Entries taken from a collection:

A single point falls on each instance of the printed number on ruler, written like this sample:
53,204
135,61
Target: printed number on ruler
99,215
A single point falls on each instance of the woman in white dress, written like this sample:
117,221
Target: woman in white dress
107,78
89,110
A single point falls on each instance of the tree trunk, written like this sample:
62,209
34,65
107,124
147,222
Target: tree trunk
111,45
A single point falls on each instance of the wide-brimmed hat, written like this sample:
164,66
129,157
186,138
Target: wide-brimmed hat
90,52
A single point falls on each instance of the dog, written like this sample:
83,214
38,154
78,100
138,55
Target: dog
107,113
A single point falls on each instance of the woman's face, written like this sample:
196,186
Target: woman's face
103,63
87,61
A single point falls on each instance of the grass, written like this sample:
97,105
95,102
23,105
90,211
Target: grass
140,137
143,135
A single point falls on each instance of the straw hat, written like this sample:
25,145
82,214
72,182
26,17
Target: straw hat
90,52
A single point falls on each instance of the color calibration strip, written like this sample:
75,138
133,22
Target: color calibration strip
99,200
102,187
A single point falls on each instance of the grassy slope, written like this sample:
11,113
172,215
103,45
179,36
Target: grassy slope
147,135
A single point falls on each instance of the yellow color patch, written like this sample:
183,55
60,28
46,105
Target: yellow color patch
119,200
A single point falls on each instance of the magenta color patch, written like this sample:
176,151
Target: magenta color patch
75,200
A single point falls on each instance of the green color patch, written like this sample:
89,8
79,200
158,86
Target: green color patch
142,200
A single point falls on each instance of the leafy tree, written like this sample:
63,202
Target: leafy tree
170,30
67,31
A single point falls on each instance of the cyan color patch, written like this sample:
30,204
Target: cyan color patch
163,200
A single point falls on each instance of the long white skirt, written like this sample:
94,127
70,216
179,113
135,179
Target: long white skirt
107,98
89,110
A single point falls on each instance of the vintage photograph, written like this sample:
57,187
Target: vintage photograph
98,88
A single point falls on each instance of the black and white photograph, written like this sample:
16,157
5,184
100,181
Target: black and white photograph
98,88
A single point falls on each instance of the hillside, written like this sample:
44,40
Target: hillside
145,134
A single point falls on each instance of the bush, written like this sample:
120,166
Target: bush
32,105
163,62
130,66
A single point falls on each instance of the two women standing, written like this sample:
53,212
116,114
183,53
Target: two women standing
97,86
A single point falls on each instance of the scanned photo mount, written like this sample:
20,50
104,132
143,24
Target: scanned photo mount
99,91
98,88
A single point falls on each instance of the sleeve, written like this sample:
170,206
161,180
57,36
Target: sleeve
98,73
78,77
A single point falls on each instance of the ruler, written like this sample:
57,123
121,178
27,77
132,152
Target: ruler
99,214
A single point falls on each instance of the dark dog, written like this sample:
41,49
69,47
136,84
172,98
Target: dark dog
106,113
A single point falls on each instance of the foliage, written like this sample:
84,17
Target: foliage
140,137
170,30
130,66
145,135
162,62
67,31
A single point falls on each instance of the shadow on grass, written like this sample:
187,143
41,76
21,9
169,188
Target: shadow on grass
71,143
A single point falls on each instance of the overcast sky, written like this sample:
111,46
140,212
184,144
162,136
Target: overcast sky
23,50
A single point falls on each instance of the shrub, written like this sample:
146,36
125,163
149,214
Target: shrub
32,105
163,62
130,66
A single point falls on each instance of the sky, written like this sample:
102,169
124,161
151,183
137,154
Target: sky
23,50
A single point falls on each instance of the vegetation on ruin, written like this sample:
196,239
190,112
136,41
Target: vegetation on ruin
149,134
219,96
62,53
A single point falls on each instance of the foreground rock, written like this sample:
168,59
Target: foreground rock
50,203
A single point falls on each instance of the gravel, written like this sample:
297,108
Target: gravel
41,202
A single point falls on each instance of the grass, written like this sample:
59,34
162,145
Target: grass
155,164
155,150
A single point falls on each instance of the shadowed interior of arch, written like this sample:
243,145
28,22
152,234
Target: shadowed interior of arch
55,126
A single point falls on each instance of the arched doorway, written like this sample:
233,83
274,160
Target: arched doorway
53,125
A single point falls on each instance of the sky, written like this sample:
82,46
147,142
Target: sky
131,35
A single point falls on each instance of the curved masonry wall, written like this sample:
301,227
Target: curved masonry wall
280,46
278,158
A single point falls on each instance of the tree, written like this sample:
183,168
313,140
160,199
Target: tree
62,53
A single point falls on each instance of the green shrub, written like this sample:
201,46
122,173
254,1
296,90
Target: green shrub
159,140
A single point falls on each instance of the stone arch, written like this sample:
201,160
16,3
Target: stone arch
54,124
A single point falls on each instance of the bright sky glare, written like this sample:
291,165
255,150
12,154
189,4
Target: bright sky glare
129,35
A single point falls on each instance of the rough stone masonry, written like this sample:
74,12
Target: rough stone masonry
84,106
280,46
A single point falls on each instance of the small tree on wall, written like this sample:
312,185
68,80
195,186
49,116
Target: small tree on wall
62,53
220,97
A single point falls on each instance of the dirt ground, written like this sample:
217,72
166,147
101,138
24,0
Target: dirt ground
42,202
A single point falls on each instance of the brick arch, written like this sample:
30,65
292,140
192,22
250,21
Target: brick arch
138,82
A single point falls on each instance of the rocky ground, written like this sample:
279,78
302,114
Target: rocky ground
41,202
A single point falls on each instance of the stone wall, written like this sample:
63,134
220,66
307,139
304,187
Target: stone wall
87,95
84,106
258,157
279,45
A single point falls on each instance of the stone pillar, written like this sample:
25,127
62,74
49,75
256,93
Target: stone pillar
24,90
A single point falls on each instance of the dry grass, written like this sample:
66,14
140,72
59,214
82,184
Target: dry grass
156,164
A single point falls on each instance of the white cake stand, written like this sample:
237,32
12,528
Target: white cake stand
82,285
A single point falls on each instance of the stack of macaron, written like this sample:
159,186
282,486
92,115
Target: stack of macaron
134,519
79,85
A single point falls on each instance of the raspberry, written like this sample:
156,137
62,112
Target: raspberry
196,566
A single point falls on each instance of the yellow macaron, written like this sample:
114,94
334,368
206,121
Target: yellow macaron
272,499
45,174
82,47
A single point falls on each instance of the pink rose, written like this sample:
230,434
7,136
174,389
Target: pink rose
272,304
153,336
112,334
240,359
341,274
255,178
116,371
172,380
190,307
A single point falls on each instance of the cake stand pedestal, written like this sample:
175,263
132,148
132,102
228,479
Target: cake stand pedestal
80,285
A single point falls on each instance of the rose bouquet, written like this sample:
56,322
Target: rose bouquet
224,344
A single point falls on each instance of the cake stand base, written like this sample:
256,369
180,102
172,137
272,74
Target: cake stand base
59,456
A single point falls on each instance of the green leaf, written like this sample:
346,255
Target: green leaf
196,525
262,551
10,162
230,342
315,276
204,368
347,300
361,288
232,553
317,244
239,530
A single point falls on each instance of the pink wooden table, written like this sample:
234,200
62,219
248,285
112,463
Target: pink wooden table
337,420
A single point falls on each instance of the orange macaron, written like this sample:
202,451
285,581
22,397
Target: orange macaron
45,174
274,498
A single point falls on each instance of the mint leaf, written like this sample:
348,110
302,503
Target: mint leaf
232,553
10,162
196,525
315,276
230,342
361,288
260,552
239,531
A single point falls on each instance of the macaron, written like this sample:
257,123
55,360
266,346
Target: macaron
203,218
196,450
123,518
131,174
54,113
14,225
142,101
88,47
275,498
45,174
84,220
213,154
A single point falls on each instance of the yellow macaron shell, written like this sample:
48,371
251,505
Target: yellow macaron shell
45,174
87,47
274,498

Given request.
Restate the whole listing exactly, leaving out nothing.

Result of this task.
A single point falls on each instance of the printed number on ruler, written like this sample:
53,204
135,61
Target: printed number on ruler
99,215
A single point falls on each instance of the woman in white dress, written like this sample:
117,221
Target: woman in white dress
107,78
89,110
A single point falls on each instance of the tree trunk, written like this sample:
62,209
34,65
107,124
147,222
Target: tree trunk
111,45
A single point falls on each instance of the wide-brimmed hat, written like this sample:
164,66
129,157
186,138
Target: wide-brimmed hat
90,52
A single point falls on each instance of the dog, written like this sample:
83,214
38,154
78,100
138,55
Target: dog
107,113
A single point falls on each instance of the woman's face, written like this sample:
196,186
Target: woman's face
103,63
87,61
A single point falls on each instance of the grass, written like this sample:
97,105
95,102
23,105
90,211
Target: grass
140,137
143,135
A single point falls on each instance of the straw hat, written like this sample:
25,145
82,214
72,182
26,17
Target: straw hat
90,52
A single point falls on each instance of the color calibration strip, written like this sample:
75,138
133,22
Target: color calibration strip
99,200
102,187
A single point falls on each instance of the grassy slope, written like this sample:
11,113
172,215
103,45
179,36
Target: grassy slope
147,135
A single point falls on each instance of the yellow color patch, written like this sample:
183,55
60,28
46,105
Target: yellow color patch
119,200
A single point falls on each instance of the magenta color patch, written like this sample:
176,151
Target: magenta color patch
75,200
A single point falls on each instance of the green color patch, written like this sample:
89,8
79,200
158,86
Target: green color patch
142,200
A single point falls on each instance of the leafy tree, written like this sample:
63,202
Target: leafy tree
170,30
67,31
A single point falls on each instance of the cyan color patch, written like this sample:
30,204
Target: cyan color patch
163,200
A single point falls on each instance of the long white skirt, written like this sample:
94,127
70,216
179,113
135,179
Target: long white skirt
107,98
89,110
A single point falls on each instance of the vintage photograph, written like this sample:
57,187
Target: vintage photograph
98,88
A single point falls on each instance of the black and white photograph, written like this sample:
16,157
5,184
100,181
Target: black and white photograph
98,88
A single point falls on each instance of the hillside, written like this sample:
44,40
Target: hillside
145,134
A single point falls on each instance of the bush, written like this sample:
120,166
Target: bush
32,105
163,62
130,66
A single point falls on each instance of the two women standing, written like this sample:
53,212
116,114
183,53
Target: two women standing
97,86
A single point falls on each instance of the scanned photo mount, written like this sample:
20,50
104,132
143,24
Target: scanned photo mount
99,91
98,88
A single point falls on each instance of the sleeve, written like this sample:
170,206
161,180
57,36
Target: sleeve
98,73
78,77
A single point falls on each instance of the ruler, written like this sample:
57,123
121,178
27,77
132,152
Target: ruler
99,214
A single point falls on each instance of the dark dog, written like this sample:
41,49
69,47
136,84
172,98
Target: dark dog
106,113
A single point falls on each instance of the foliage, written like this sample:
84,17
Target: foliage
140,137
170,30
130,66
145,135
162,62
67,31
A single point falls on each instance of the shadow on grass, written like this sample:
187,143
41,76
21,9
169,188
Target: shadow on grass
71,143
A single point falls on each instance of the overcast sky, written like this sample:
111,46
140,212
184,144
162,136
Target: overcast sky
23,50
A single point falls on each instance of the shrub, written like this sample:
146,36
125,163
149,214
Target: shrub
32,105
163,62
130,66
A single point falls on each instance of the sky, written like this sample:
102,169
124,161
151,183
137,154
Target: sky
23,50
A single point falls on each instance of the vegetation on ruin, written like this sample:
196,239
190,112
136,41
Target: vegetation on ruin
149,134
219,96
62,53
A single point falls on each instance of the foreground rock, written like this sample:
168,59
Target: foreground rock
50,203
A single point falls on each instance of the gravel, written like this sample:
297,108
Target: gravel
41,202
A single point falls on each instance of the grass, written like this sample:
59,34
162,145
Target: grass
155,164
155,150
A single point falls on each instance of the shadowed interior of arch, written like this sample:
243,145
28,22
152,234
Target: shadowed interior of arch
55,126
A single point falls on each instance of the arched doorway, written like this sample:
233,83
274,160
Target: arched doorway
53,125
A single point falls on each instance of the sky, written like this sample:
82,46
147,142
Target: sky
131,35
A single point falls on each instance of the curved masonry wall, written like this sample:
301,227
Target: curved masonry wall
280,46
278,158
A single point falls on each instance of the tree, written like this sample:
183,168
313,140
160,199
Target: tree
62,53
A single point falls on each instance of the green shrub, written like this sample:
201,46
122,173
254,1
296,90
Target: green shrub
159,140
A single point falls on each instance of the stone arch, written like this sample:
201,160
16,3
Target: stone arch
54,124
A single point falls on each instance of the bright sky glare, written like this sample:
291,165
255,150
12,154
189,4
Target: bright sky glare
129,35
A single point falls on each instance of the rough stone masonry, written like this sample:
74,12
Target: rough stone masonry
84,106
280,46
A single point falls on each instance of the small tree on wall, written like this sample:
312,185
68,80
195,186
49,116
Target: small tree on wall
62,53
220,97
A single point falls on each instance of the dirt ground, written like this sample:
217,72
166,147
101,138
24,0
Target: dirt ground
42,202
A single point falls on each instance of the brick arch, written like this sample:
30,65
292,140
192,22
250,21
Target: brick arch
138,82
A single point falls on each instance of the rocky ground, written like this sample:
279,78
302,114
Target: rocky ground
41,202
A single point falls on each instance of the stone wall, written like this sample:
63,134
220,66
307,139
304,187
Target: stone wall
87,95
84,106
258,157
279,45
A single point falls on each instance of the stone pillar, written like this sample:
25,127
62,74
49,75
256,93
Target: stone pillar
24,90
A single point falls on each instance of the dry grass, written like this sample:
66,14
140,72
59,214
82,184
Target: dry grass
156,164
A single point falls on each instance of the white cake stand, written like this sample:
237,32
12,528
Target: white cake stand
82,285
A single point falls on each instance of the stack of macaron, written like this sample:
159,186
282,486
92,115
Target: stack of macaron
134,519
79,85
A single point falls on each instance of the raspberry, written like this sample:
156,137
62,112
Target: raspberry
196,566
A single point falls on each instance of the yellow macaron, written like this sample:
114,94
334,368
206,121
Target: yellow macaron
272,499
45,174
82,47
A single point falls on each instance of the pink rose, written like this sample:
230,434
7,136
174,389
Target: pink rose
272,304
153,336
112,334
240,359
341,274
255,178
116,371
172,380
190,307
A single point falls on each instance of the cake stand pedestal, written like this sample:
175,263
132,148
132,102
228,479
Target: cake stand pedestal
80,285
A single point falls on each instance of the rose bouquet, written like this sample:
56,322
Target: rose bouquet
224,344
A single point falls on each instance of the cake stand base, written like this sample:
256,369
180,102
172,137
272,74
Target: cake stand base
59,456
A single point falls on each instance of the green leaf, written like this sample:
346,255
Target: green leaf
196,525
262,551
10,162
230,342
315,276
204,368
347,300
361,288
232,553
317,244
239,530
A single point falls on each instance of the pink wooden table, written like this sample:
234,200
62,219
248,285
112,463
Target: pink wooden table
337,420
A single point falls on each instance of the orange macaron, written like this sample:
202,451
285,581
22,397
Target: orange macaron
45,174
274,498
A single point falls on each instance of the mint leaf, written like this sample:
348,110
302,503
Target: mint leaf
232,553
10,162
196,525
315,276
230,342
361,288
260,552
239,531
A single point falls on each instance of the macaron, written like this sample:
257,123
55,360
266,346
Target: macaron
203,218
196,450
123,518
131,174
54,113
14,225
142,101
88,47
275,498
45,174
84,220
213,154
A single point falls on each instance of the yellow macaron shell, written like this sample:
48,371
251,505
Target: yellow macaron shell
45,174
87,47
274,498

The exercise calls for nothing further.